** START **

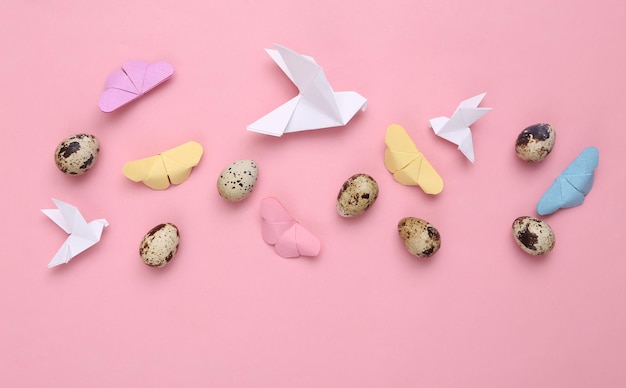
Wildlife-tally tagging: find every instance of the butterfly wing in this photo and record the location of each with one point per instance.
(279, 228)
(400, 151)
(147, 76)
(570, 188)
(297, 241)
(179, 161)
(132, 81)
(119, 90)
(407, 164)
(275, 220)
(580, 173)
(151, 171)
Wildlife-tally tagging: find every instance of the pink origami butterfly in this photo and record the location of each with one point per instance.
(132, 81)
(279, 228)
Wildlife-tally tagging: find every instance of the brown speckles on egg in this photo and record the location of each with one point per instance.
(534, 236)
(237, 180)
(356, 195)
(535, 142)
(77, 154)
(159, 245)
(419, 237)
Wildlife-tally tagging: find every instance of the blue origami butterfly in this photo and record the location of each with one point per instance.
(570, 188)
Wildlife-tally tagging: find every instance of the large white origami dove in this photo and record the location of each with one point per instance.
(456, 128)
(82, 235)
(317, 106)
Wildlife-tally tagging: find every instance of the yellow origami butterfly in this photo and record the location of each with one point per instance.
(173, 166)
(407, 164)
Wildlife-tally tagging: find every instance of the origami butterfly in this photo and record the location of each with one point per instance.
(173, 166)
(82, 235)
(279, 228)
(317, 106)
(132, 81)
(407, 164)
(570, 188)
(456, 128)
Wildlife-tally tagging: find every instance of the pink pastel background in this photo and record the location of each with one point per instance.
(229, 312)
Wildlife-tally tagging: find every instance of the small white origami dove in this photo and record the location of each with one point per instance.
(317, 106)
(82, 235)
(456, 128)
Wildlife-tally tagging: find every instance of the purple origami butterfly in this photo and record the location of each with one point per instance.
(132, 81)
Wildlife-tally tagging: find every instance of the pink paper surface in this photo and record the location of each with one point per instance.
(226, 312)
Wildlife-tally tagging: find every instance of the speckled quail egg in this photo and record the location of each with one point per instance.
(159, 245)
(535, 142)
(77, 154)
(237, 180)
(356, 195)
(419, 237)
(533, 235)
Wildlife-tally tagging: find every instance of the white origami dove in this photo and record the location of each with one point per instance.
(456, 128)
(82, 235)
(317, 106)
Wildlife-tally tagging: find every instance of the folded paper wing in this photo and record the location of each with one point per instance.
(407, 164)
(279, 228)
(316, 106)
(132, 81)
(172, 166)
(456, 128)
(570, 188)
(82, 235)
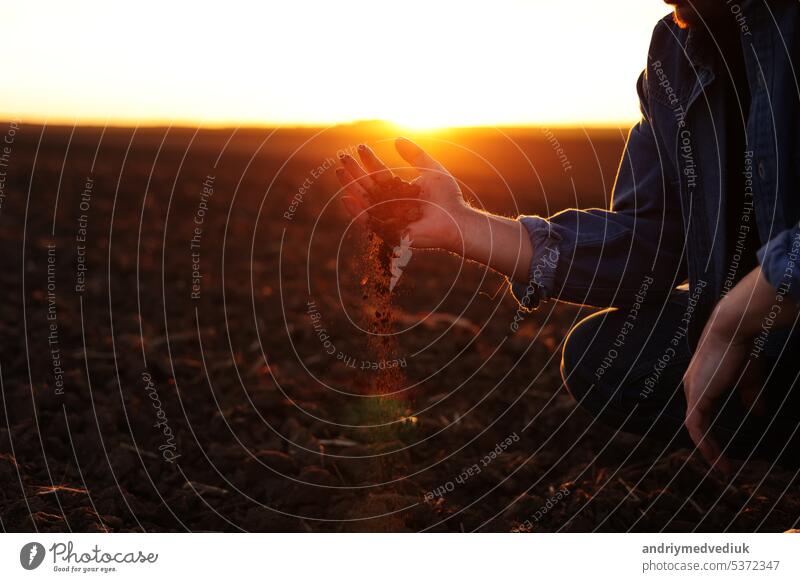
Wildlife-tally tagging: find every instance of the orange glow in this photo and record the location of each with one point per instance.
(421, 64)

** END **

Task requirements: From the line that holds "Wildlife-tally tagging: find every instance of the origami" to the last line of the records, please copy each line exactly and nothing else. Pictures stay out.

Answer to the exercise:
Wildlife-tally tagging: find every instance of the origami butterfly in this photo and record the location of each with one point per instance.
(173, 166)
(82, 235)
(279, 228)
(317, 106)
(132, 81)
(407, 164)
(570, 188)
(456, 128)
Wildlife-tally tagging: find every instance of the pink pastel background in this photo and record the location of each with one point per instance.
(229, 312)
Wildlife-tally tagging: find every instance of the small white origami dove in this photo and record the location of each with one point per instance.
(317, 106)
(82, 235)
(456, 128)
Wildlife-tally tagging: find every instance of the purple origami butterfly in this photo and record the location of each with one point per instance.
(132, 81)
Wildlife-tally tagging: find every instance of the pink paper surface in this photo and record the location of each with one point per instance.
(226, 312)
Wildlife-tally tagging: find every instance of the speckled quail egg in this photo and record the location of each with one point per instance.
(159, 245)
(535, 142)
(77, 154)
(237, 180)
(356, 195)
(419, 237)
(533, 235)
Wildlife-tally tagging: find every instance of the white origami dove in this photo and record the location of each with one point per instance.
(456, 128)
(82, 235)
(317, 106)
Wildlife-tally tagging: find every instance of the folded paper wing in this photo and record the location of each with one point per instance.
(407, 164)
(279, 228)
(316, 106)
(132, 81)
(172, 166)
(456, 128)
(570, 188)
(82, 235)
Wildlife-tally tagging: find every instance of the orange glow in this photo and record the location of each with one point per instance.
(421, 64)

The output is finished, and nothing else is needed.